►
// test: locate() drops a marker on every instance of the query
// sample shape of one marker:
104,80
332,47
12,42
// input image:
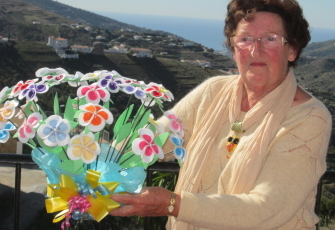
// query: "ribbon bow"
90,196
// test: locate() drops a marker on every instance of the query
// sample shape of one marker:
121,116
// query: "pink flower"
93,93
7,112
21,86
158,91
146,147
175,124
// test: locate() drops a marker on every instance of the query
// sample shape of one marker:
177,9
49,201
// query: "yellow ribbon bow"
100,201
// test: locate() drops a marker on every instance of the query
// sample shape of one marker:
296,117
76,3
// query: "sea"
208,32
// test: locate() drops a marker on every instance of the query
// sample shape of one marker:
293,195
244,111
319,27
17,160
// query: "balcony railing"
18,160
◄
Copy every line of the material above verbatim, leaving out the pictures.

• [Worked answer]
// test: locate() drops a marker on every instance of the query
// sample shape of one marker:
104,80
332,47
12,42
// input image:
// query: "ribbon bow"
90,196
// test: locate() drops a marker on every instance of the query
// sample shape of one marker:
121,116
// query: "pink flower"
93,93
7,112
21,86
158,91
146,147
175,124
// test: locate() drops a marker on every instance of the query
// sample shape of one marker:
177,9
49,201
// query: "yellow ribbon bow"
100,201
// test: locate() drops a marker on every instance of the query
// sample shape of one marker:
296,117
76,3
// query: "sea"
208,32
// test: locate() drops a marker on every instance of the query
// sample shape of one marker:
293,195
244,111
319,27
17,160
// query: "balcony railing"
18,160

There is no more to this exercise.